__Your goal__. Copy out every line of the records in which "dried" can be found.

__Source data__.
__________

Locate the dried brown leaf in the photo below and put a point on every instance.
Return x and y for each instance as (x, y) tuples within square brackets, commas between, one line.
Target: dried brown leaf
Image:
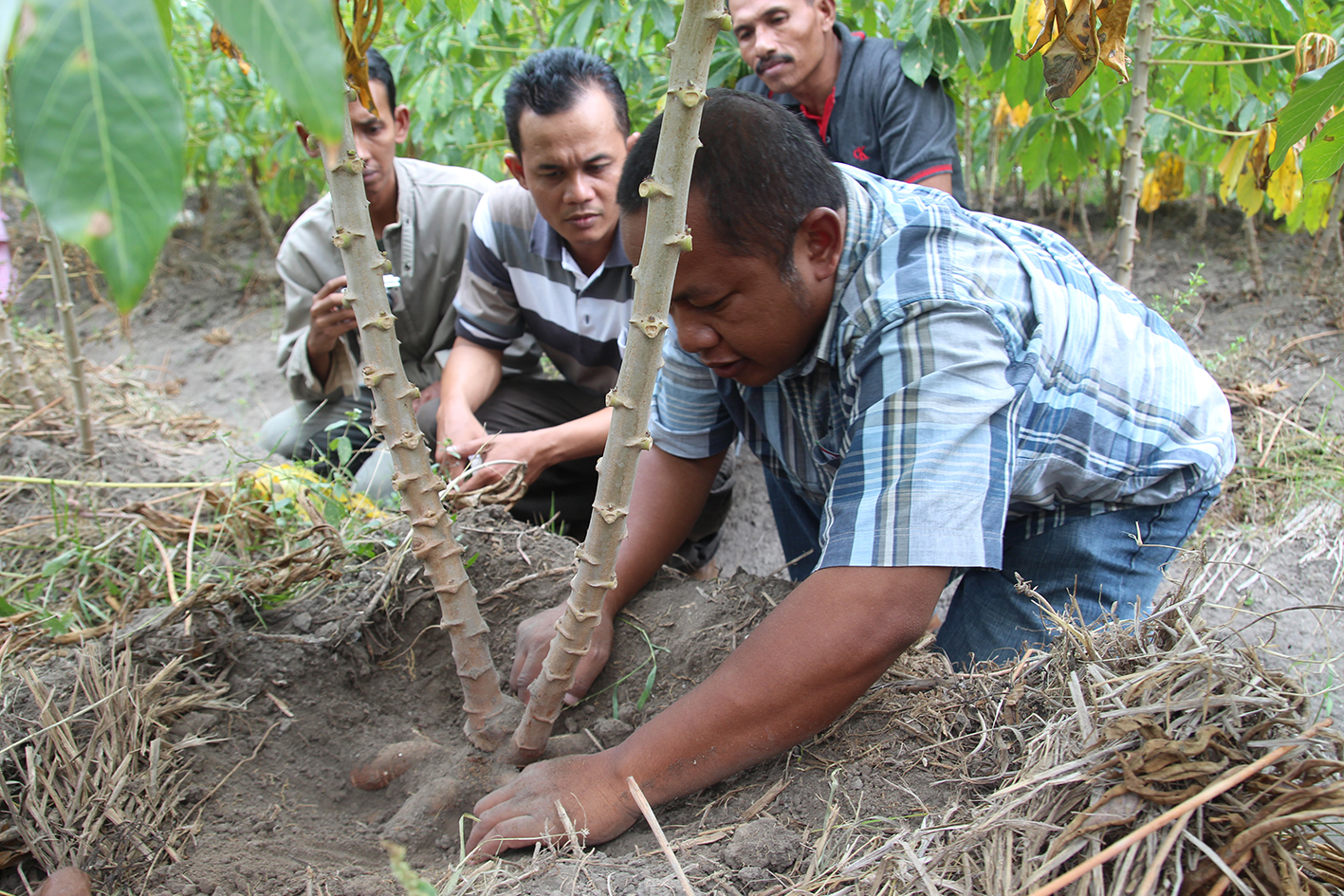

__________

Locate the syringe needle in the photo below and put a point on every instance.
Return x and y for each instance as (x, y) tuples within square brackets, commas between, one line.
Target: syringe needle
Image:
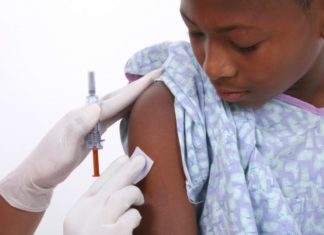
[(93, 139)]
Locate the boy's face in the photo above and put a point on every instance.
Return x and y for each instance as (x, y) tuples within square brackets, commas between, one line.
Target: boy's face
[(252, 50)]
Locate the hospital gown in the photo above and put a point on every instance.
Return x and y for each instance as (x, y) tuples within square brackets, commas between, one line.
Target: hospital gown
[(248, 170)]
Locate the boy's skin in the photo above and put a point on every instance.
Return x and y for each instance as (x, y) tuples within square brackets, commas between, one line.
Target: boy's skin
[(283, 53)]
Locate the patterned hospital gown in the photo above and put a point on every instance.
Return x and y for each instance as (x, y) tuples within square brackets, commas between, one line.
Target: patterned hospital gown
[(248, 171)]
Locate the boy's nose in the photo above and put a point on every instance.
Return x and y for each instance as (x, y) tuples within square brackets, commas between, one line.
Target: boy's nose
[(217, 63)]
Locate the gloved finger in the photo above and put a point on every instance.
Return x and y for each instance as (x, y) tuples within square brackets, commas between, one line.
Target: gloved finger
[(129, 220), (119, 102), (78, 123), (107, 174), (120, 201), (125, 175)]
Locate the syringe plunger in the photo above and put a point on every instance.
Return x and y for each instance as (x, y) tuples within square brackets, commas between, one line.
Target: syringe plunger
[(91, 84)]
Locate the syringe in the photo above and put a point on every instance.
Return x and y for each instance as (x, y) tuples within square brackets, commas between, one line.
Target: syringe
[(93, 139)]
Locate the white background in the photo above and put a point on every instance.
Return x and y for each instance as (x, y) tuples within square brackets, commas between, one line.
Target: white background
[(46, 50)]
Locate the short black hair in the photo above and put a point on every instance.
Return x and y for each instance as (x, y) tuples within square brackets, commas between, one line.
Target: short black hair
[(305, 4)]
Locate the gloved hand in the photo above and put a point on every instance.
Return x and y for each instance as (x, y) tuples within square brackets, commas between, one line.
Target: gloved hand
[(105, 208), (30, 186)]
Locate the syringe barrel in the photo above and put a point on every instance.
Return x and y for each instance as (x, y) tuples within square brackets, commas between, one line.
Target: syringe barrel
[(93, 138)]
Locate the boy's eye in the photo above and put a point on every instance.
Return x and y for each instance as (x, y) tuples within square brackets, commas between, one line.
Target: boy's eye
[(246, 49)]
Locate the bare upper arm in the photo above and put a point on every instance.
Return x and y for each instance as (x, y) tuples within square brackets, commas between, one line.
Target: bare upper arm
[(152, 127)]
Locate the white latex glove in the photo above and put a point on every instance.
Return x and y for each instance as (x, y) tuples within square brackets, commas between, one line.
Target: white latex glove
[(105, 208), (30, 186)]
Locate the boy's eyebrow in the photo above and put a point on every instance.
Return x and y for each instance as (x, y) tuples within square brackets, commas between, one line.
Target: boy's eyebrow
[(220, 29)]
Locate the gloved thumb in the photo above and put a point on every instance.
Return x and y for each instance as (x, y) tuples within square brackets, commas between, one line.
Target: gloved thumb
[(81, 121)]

__________

__Answer space__.
Locate the dried brown leaf in the photo below and put a point on every instance.
Target: dried brown leaf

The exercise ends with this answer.